::: EXERCISE DATA :::
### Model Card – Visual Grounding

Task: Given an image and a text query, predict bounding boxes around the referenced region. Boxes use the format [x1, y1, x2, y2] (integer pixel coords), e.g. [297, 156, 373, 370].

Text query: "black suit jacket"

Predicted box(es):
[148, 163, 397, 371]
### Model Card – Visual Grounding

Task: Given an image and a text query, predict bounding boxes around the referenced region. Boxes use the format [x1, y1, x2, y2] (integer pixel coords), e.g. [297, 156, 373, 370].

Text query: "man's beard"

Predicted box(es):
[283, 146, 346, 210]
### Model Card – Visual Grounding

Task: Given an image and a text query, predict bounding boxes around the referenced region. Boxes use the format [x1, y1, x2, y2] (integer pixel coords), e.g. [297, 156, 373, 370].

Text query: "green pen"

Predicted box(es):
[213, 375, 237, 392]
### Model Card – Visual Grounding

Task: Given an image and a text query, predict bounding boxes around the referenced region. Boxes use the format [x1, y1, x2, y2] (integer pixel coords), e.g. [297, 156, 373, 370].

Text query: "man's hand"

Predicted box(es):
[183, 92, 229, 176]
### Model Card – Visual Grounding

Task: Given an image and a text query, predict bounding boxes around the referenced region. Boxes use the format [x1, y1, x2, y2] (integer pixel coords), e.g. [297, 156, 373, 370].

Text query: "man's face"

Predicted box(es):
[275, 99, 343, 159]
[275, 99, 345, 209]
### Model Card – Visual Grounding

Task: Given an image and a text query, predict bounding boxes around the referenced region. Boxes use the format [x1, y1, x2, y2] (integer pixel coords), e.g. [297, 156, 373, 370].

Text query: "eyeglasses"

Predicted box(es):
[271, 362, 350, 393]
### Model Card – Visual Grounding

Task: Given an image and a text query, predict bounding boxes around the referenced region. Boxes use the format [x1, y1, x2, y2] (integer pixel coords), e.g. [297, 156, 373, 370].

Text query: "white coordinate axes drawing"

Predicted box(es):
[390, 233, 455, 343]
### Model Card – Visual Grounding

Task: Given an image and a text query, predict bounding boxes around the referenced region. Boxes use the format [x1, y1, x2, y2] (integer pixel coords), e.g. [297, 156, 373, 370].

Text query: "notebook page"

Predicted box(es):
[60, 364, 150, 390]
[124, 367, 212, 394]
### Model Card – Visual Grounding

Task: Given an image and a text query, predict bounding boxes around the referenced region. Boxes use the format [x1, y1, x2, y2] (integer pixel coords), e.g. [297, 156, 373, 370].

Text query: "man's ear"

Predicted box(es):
:::
- **WHAT IS EXPECTED**: Rewrite the data above, changing each "Predicted box(es)" to "Output box(es)" and keeping everything else the same.

- **CORRECT RESPONSE**:
### Model Card – Visual Grounding

Task: Given an image and a text query, predict bounding boxes around the referenced region. Boxes use the format [x1, y1, x2, y2] (integer pixel coords), e.g. [297, 156, 373, 370].

Text query: "black suit jacket"

Output box(es):
[148, 163, 397, 371]
### Model Card – Visual Grounding

Task: Given an image and a text query, predict bounding boxes around the referenced region. Boxes use the format [x1, y1, x2, y2] (integer pixel coords), e.g. [297, 156, 373, 370].

Text query: "man's beard"

Output box(es):
[283, 146, 346, 210]
### Model Card – Visual Grounding

Task: Given an image and a text query, predict bounding boxes around the referenced region. Boxes use the format [x1, y1, x2, y2] (integer pixel coords), e.g. [297, 156, 373, 370].

Text query: "green pen"

Output box(es):
[213, 375, 237, 392]
### Model Card – Visual Grounding

Task: Given an image and a text query, predict bounding boxes around the referenced region. Boxes use the format [x1, y1, x2, y2] (integer pixel coords), e.g. [297, 156, 373, 370].

Text query: "man's hand"

Output box(es):
[183, 92, 229, 176]
### Model Card – Visual Grounding

Task: Given an image and a text query, predict bounding boxes around the referenced region. Boxes use the format [x1, y1, x2, y2] (integer pixel coords), e.g. [297, 156, 373, 370].

Text query: "man's face"

Output box(es):
[275, 99, 343, 159]
[275, 99, 345, 209]
### Model Card – Visual Grounding

Task: Given an image and a text query, predict bounding boxes around the referenced region. Boxes use the format [x1, y1, x2, y2] (integer pixel coords), e.g. [297, 156, 373, 370].

Text query: "eyeglasses"

Output box(es):
[271, 362, 350, 393]
### Model Card – Visual Grounding

Task: Given an image and a text query, predict bounding boxes around the referenced region. Boxes use the format [x1, y1, x2, y2] (integer pixel coords), e.g. [297, 156, 373, 370].

Text query: "white coordinate axes drawing"

Output box(es):
[390, 233, 455, 343]
### Model Card – Visual Grounding

Task: Given an image and a text query, predict bounding boxes around the referenced region. Boxes use the format [x1, y1, x2, y2] (integer pixel coords), e.g. [297, 156, 373, 370].

Text query: "notebook page"

Output box(es):
[60, 364, 150, 390]
[124, 367, 212, 394]
### Model Card – Visual Grounding

Task: Given an image and a text query, predict bounding boxes around the referenced region. Boxes use the format [x1, y1, x2, y2] (integer pixel coords), e.g. [297, 156, 373, 370].

Text query: "man's ear"

Output box(es):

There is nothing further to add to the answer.